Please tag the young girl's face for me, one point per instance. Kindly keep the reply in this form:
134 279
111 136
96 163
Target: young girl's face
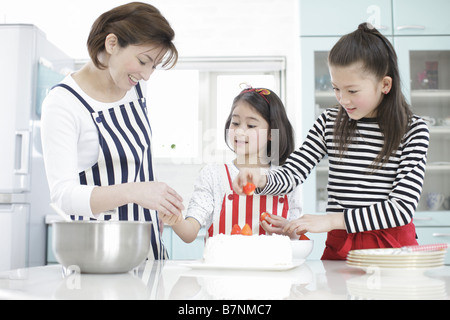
249 132
358 92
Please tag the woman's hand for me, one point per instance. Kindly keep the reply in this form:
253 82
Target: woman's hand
256 175
315 224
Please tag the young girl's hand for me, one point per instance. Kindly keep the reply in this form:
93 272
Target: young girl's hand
255 175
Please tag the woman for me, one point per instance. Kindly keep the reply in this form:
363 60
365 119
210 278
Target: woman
95 133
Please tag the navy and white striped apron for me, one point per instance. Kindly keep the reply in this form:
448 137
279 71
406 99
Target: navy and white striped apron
124 156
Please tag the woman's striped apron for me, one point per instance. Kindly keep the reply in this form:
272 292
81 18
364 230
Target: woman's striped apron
124 156
243 210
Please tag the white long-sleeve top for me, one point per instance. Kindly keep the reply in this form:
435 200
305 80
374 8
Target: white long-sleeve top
70 145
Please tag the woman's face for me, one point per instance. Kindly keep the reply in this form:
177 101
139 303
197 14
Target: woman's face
358 92
249 132
133 63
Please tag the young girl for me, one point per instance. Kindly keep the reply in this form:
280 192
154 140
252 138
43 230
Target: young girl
376 147
260 134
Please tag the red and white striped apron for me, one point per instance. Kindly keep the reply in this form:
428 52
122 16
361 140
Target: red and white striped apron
243 210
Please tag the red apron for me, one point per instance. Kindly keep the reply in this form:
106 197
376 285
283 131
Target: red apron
243 210
339 242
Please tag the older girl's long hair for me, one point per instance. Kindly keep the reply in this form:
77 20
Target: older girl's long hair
368 46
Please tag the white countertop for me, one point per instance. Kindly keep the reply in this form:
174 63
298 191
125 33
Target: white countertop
173 279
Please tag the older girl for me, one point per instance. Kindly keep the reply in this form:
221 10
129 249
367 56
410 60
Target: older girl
376 147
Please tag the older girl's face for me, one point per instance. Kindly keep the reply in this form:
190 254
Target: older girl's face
248 134
127 66
358 92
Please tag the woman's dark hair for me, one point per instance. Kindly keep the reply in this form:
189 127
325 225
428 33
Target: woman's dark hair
369 47
134 23
271 108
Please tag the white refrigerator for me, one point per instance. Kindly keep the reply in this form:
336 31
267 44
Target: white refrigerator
30 65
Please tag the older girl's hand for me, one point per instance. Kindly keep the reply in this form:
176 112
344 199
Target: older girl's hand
276 224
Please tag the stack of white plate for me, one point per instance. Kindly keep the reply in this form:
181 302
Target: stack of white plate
395 260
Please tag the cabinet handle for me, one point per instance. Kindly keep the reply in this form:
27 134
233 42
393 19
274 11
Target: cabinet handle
441 235
411 26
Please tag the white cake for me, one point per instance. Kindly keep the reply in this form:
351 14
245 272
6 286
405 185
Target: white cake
248 251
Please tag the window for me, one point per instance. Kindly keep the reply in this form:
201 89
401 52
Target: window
188 105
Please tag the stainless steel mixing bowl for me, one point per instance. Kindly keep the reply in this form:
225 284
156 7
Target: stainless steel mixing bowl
102 246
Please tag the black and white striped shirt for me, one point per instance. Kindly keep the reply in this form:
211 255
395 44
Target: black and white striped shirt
371 199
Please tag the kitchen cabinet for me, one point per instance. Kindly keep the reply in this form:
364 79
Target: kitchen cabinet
419 17
424 63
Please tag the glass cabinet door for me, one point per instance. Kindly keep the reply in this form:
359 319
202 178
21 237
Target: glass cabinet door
425 72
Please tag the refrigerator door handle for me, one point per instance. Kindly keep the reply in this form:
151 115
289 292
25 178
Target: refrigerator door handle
22 152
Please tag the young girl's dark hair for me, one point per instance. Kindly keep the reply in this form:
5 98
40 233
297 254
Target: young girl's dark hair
135 23
368 46
271 108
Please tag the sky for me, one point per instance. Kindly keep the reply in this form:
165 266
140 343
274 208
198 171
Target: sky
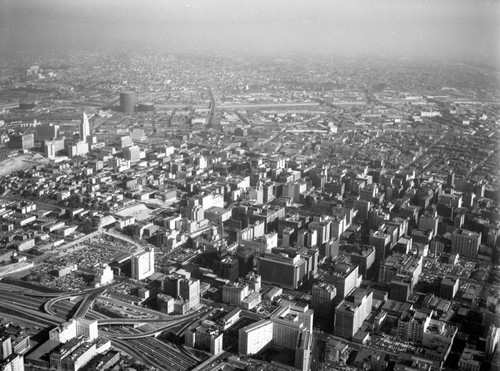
459 30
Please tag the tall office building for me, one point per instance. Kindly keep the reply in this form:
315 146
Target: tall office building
189 289
381 242
322 300
47 131
255 337
127 101
412 324
288 322
465 243
22 141
282 270
132 154
352 312
345 278
84 128
401 264
143 264
186 288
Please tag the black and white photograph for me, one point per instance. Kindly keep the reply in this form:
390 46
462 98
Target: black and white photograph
249 185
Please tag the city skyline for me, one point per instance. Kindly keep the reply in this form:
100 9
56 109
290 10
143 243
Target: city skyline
458 30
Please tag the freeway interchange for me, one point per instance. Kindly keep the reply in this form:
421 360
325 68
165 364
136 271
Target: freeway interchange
48 309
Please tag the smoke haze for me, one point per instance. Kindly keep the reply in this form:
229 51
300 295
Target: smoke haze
461 30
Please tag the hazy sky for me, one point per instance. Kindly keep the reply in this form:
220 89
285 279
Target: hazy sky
465 30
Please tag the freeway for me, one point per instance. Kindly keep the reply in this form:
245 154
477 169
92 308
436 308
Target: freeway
90 296
212 363
132 321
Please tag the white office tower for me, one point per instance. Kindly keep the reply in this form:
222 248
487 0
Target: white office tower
84 128
64 332
87 328
253 338
351 312
289 321
143 264
73 328
103 276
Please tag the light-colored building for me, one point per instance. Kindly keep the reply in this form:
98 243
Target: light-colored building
288 321
104 275
84 128
253 338
465 243
352 312
207 336
143 264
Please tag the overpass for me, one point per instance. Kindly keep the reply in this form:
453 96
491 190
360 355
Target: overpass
90 296
134 321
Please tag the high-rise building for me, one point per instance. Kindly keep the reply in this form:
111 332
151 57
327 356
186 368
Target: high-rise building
143 264
208 336
492 339
345 278
80 148
407 265
352 312
132 154
189 289
381 242
253 338
127 101
22 141
465 243
412 325
449 287
282 270
84 128
322 300
288 322
47 131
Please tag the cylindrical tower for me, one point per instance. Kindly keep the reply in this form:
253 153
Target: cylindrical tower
127 101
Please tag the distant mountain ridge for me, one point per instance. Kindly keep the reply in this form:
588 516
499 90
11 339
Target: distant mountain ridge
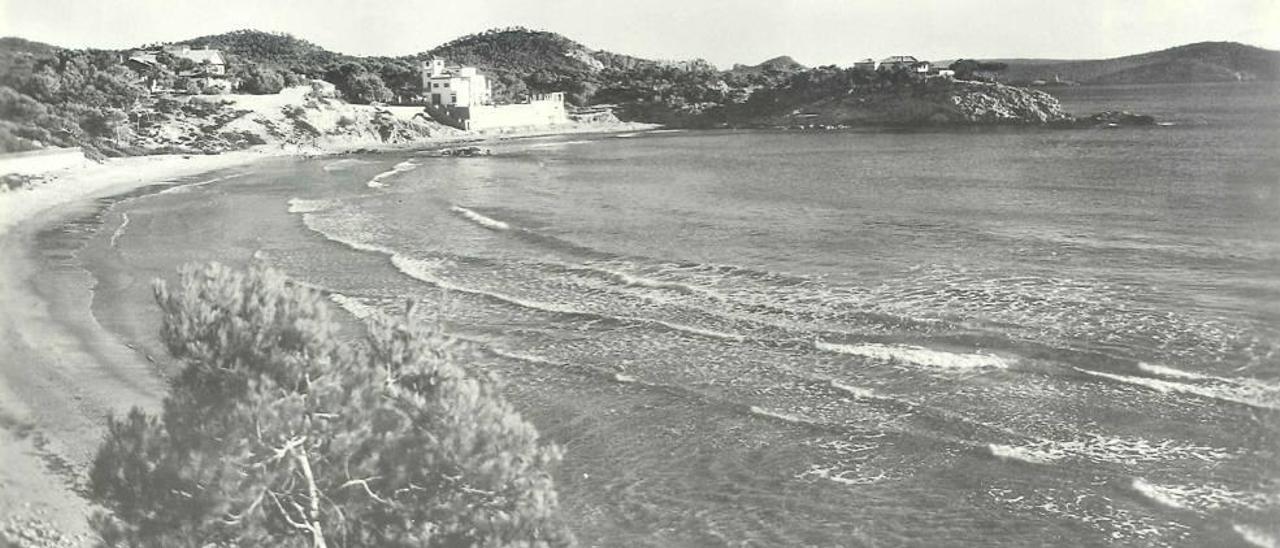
1202 62
778 64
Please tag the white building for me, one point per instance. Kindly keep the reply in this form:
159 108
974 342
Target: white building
455 86
209 62
867 64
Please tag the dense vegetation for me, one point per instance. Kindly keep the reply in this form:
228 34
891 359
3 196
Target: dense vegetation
65 97
277 433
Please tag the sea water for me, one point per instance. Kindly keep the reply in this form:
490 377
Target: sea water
1000 337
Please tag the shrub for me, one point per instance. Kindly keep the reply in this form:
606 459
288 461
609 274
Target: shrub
261 81
275 433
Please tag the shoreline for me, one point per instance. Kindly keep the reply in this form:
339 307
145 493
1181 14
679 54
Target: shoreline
63 373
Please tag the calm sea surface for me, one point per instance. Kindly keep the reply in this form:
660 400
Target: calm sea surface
844 338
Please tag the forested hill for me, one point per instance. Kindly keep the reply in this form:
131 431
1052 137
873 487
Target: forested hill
274 49
521 60
1203 62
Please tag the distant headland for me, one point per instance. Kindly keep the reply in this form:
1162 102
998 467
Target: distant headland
196 95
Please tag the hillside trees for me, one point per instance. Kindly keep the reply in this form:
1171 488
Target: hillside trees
359 85
278 434
260 80
82 96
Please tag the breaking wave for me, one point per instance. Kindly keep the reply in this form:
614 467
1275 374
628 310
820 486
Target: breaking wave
1020 453
1249 392
1101 448
302 205
1256 535
352 305
119 231
376 182
1170 371
917 355
347 163
1203 497
490 223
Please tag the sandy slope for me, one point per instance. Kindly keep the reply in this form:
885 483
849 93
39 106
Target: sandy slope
60 374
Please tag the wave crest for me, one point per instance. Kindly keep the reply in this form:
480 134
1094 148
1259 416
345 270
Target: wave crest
487 222
917 355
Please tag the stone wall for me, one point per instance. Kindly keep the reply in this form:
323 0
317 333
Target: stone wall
529 114
40 160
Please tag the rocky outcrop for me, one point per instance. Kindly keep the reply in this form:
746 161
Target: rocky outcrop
999 104
923 101
1110 119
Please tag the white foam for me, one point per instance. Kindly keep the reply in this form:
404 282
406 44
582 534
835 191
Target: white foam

# # # #

• **DIRECTIONS FOR THIS TASK**:
Repeat exactly, and only, the lines from the one containing "Please tag the breaking" through the end of the material.

• **TASK RESULT**:
Please tag the breaking wave for me, one point per instance. Kindly keep the reply in this form:
614 467
1275 374
628 310
820 486
Target: breaking wave
1020 453
1249 392
1101 448
302 205
1256 535
352 305
119 231
376 182
1170 371
917 355
347 163
1203 497
490 223
Please tag the sandy slope for me, one point per instance. Kindly keep the reply in this form:
885 483
849 93
39 106
Target: sandy slope
60 374
Please tag the wave crest for me, one point per instance. Kindly keep the reply in this form:
480 134
1094 148
1259 416
345 270
Target: wave crest
487 222
917 355
Please tag the stone wall for me, one point per instance. Kindly keep the reply in this form:
323 0
317 333
Target: stone wall
529 114
40 160
Please tag the rocky outcrop for me, one point per instance. Kindly keep the reply in this form:
746 161
Target: rocky outcrop
999 104
923 101
1110 119
Please tag the white foam for me, one point per instance. Kindly keep the reply in this form:
404 282
406 44
582 534
835 191
Target: white foam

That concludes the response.